# Task to carry out:
Would it be possible to quote, exactly and in full, the lines from the one with "Please spot the eroded" through the end of the entries below?

# Dataset extract:
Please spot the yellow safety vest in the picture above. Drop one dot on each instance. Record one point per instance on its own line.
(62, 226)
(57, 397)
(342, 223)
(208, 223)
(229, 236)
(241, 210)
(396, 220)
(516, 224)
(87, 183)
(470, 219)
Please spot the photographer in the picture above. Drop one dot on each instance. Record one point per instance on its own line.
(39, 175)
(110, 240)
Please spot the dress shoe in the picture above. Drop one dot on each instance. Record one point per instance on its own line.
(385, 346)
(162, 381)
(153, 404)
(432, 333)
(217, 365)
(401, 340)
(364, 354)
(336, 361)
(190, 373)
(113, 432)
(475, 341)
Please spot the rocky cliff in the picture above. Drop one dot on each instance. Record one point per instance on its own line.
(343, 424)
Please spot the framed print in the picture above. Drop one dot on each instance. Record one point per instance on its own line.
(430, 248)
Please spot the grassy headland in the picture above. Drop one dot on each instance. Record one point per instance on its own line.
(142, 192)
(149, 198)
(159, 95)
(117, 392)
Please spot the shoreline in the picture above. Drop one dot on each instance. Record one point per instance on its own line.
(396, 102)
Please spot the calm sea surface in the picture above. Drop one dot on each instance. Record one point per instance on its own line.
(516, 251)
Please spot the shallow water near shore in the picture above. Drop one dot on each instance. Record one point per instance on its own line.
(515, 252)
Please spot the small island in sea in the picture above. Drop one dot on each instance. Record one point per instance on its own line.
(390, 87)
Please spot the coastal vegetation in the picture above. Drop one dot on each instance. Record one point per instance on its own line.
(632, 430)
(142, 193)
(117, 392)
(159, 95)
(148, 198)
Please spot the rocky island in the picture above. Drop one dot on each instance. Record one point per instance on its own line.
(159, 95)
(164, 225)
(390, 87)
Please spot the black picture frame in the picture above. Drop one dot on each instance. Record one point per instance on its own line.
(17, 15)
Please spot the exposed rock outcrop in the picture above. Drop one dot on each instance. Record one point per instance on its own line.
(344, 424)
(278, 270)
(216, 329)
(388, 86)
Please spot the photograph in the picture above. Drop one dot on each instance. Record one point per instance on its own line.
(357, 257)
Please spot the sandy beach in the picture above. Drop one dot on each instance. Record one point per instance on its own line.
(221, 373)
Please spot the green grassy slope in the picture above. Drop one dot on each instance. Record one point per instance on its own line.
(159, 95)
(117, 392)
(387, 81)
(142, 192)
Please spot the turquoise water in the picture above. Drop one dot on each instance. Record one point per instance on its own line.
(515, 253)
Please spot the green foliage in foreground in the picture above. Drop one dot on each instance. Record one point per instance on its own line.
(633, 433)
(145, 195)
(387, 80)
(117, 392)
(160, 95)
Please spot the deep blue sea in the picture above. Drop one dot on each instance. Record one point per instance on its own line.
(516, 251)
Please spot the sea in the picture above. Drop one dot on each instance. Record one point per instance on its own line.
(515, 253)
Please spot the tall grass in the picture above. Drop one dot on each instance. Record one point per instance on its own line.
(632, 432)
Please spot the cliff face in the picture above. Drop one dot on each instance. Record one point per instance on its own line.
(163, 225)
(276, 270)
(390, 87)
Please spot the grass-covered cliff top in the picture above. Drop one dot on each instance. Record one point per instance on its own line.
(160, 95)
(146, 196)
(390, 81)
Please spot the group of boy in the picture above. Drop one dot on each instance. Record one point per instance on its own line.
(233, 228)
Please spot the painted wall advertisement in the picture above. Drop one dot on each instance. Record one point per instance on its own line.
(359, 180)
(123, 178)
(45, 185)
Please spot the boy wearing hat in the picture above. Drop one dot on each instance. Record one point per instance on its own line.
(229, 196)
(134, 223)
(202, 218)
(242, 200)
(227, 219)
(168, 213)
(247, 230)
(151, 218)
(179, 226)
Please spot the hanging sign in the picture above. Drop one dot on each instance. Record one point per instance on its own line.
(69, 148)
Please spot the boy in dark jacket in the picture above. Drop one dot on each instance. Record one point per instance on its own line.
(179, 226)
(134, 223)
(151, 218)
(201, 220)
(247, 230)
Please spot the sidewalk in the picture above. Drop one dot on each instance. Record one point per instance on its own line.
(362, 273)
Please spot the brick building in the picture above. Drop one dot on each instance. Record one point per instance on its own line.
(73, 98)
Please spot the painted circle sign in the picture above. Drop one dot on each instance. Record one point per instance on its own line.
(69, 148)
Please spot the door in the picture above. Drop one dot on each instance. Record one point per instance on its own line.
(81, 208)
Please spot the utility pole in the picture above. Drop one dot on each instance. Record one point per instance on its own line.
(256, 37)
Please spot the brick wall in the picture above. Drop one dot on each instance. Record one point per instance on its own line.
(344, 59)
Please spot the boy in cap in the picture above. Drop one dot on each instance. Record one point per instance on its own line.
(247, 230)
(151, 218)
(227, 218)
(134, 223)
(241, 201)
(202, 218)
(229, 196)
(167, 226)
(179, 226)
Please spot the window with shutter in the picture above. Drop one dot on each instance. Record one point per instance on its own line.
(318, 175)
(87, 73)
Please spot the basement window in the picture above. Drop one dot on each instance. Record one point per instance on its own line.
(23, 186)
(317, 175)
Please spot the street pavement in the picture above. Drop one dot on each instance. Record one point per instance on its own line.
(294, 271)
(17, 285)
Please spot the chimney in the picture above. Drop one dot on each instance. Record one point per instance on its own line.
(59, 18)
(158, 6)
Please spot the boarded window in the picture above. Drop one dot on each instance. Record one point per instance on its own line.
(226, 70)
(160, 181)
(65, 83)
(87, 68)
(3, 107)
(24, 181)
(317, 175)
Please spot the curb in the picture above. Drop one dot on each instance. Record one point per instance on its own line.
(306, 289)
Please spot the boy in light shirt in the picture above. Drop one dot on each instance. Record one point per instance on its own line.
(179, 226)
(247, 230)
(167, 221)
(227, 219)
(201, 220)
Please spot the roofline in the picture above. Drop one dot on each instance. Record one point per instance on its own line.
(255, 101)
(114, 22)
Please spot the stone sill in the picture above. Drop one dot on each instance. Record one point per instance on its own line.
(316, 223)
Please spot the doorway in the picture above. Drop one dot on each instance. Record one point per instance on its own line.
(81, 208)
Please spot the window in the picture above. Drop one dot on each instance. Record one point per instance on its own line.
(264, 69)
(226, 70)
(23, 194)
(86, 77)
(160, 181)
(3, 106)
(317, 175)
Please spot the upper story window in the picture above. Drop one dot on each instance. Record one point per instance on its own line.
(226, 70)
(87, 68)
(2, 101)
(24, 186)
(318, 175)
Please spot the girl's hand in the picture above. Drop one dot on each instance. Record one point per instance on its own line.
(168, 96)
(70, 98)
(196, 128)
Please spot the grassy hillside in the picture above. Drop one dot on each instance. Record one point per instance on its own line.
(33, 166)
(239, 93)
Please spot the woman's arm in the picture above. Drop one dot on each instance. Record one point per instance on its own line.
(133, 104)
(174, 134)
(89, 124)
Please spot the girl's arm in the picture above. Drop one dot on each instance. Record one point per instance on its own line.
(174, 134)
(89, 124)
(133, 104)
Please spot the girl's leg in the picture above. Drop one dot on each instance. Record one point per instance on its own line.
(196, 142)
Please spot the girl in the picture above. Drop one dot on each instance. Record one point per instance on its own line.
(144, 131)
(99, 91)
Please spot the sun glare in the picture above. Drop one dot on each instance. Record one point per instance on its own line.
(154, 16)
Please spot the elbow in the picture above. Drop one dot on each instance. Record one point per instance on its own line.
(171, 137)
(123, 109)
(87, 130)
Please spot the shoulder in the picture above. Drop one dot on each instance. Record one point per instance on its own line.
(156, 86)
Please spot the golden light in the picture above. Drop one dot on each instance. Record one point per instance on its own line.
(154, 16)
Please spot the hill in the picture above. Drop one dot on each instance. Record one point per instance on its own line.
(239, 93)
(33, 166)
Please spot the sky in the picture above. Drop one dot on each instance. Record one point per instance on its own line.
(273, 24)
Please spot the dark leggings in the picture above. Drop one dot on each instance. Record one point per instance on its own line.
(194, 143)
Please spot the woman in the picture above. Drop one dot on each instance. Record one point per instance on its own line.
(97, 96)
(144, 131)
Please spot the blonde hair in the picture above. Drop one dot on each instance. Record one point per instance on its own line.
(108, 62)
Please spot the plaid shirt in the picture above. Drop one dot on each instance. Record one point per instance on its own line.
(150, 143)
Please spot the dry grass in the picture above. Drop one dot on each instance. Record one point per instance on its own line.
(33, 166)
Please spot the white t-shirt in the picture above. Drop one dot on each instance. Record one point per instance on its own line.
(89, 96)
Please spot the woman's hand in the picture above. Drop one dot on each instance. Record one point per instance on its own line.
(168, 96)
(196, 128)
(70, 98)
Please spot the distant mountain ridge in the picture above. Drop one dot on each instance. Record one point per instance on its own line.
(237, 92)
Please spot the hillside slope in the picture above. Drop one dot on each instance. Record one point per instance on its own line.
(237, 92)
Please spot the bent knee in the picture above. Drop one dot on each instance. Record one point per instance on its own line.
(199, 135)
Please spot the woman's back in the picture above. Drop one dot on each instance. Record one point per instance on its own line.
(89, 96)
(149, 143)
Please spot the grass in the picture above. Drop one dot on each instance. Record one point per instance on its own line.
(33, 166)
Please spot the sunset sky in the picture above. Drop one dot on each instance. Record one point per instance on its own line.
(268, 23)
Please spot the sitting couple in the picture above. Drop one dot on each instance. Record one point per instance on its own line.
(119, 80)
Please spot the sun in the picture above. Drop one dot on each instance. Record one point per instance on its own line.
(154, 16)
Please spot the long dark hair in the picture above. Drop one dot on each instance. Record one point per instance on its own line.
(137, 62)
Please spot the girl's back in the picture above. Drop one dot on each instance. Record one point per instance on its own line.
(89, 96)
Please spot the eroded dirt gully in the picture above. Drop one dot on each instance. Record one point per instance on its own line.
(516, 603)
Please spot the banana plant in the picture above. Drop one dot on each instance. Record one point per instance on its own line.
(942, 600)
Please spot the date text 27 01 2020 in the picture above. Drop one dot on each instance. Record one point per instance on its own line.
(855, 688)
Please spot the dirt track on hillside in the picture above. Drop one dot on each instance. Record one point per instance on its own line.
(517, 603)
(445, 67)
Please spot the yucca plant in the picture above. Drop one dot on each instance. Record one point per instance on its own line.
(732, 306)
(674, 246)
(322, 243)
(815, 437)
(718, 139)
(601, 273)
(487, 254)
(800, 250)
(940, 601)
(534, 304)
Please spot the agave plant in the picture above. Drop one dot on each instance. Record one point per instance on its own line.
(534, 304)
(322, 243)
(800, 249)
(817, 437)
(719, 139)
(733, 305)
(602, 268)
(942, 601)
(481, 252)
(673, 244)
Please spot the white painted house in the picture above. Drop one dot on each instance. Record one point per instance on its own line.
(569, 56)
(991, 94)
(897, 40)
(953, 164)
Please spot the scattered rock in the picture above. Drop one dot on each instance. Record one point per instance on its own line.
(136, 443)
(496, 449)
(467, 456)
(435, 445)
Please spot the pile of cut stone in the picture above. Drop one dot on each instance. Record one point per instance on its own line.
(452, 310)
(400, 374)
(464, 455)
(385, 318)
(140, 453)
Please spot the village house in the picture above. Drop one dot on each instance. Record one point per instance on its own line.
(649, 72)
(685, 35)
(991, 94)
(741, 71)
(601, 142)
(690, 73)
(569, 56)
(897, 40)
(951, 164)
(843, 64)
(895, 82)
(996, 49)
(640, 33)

# Result:
Please spot the eroded dirt gully in the picture above. Drop one dot on each instance. Record one point per instance on its own line.
(516, 603)
Please spot the banana plant in the picture above. Drop one dot on each instance. Record one point per instance on its own line.
(942, 600)
Please spot the date text 27 01 2020 in the picture above. Drop one dot on each instance. Record one point per instance on its own line.
(855, 688)
Please spot the dirt track on hillside in the picture above. Drop one dot on each instance. Record one point per instance on its own line.
(517, 603)
(445, 67)
Please spot the yucca plant in the picture above. Drop one dot on each instance. Record one point per instance on its own line.
(732, 306)
(674, 246)
(322, 243)
(815, 437)
(718, 139)
(601, 273)
(487, 254)
(800, 250)
(940, 601)
(534, 304)
Please spot the agave plant in the picture above. Drop one dot on each instance. Record one point per instance on its own line.
(534, 304)
(322, 243)
(800, 249)
(817, 437)
(719, 139)
(733, 305)
(602, 268)
(942, 601)
(481, 252)
(673, 244)
Please spot the white painted house in the picture above. Drop one dot on each instance. Record one point per instance on its own line.
(569, 56)
(991, 94)
(897, 40)
(953, 164)
Please spot the scattered rock in the picture above. Drop one dot on each instance. Record one point per instance on its own line.
(136, 443)
(496, 449)
(467, 456)
(435, 445)
Please spot the pile of cut stone in the picture above. Drop one dot on each instance. Record one point per instance on its own line.
(452, 310)
(400, 374)
(464, 455)
(385, 318)
(140, 453)
Please spot the village house in the picture above. Drop one dot on each instance. Record one point per instance on its own line.
(649, 72)
(685, 35)
(991, 94)
(741, 71)
(601, 142)
(690, 73)
(569, 56)
(897, 40)
(951, 164)
(843, 64)
(895, 82)
(996, 49)
(640, 33)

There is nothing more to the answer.